The problem
Please read the article below on the Paycheck Protection Program's rollout and say on what date the CARES Act was passed.

--- Excerpt provided ---

The much-touted, $349-billion Paycheck Protection Program, passed last month as part of Congress’ Coronavirus Aid, Relief and Economic Security (CARES) Act, is off to a less than auspicious start.
The program, which allows small businesses to apply for up to $80,000 in low-interest loans to cover the cost of keeping workers on the payroll for 60 days, was supposed to kick off Friday. But the infrastructure needed to operate the system is not ready for prime time, according to bankers who are trying to implement the loans for their clients.
“There’s a lot of stress right now,” Community First Bank Vice President Larry Hensgens said. “There are pressures at every level, from the Treasury to the Small Business Administration to the banks and customers.”
Some of the issues are related to the fast rollout of the program. The CARES Act was passed on March 27. But guidance to banks, in the form of an “Interim Final Rule,” was not received until late Thursday, hours before the program was set to go live.
“There are still a lot of questions that are being raised,” Hensgens said.
The idea behind the loans was that a business owner could go to their bank, apply for the loan and receive a check immediately to keep the doors of their operations open and their staff employed as the COVID-19 pandemic brought most economic activity to a standstill. But that is not quite how it is working out.
Because the program is administered through the SBA, any bank making loans under the PPP must be an SBA approved institution, which eliminates many smaller organizations from consideration.
So if a business owner’s bank does not qualify for the program, they have to find another bank to handle their loan, which means bringing all of the business’ documents and financials to go through the loan process. It also means those businesses will likely be placed behind the bank’s established customers in having their loan processed.
Hensgens said Community First has applied for its SBA certification, but it is not in hand yet.

--- Record set ---

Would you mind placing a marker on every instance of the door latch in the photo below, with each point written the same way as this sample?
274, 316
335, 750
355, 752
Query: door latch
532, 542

---

Answer box
March 27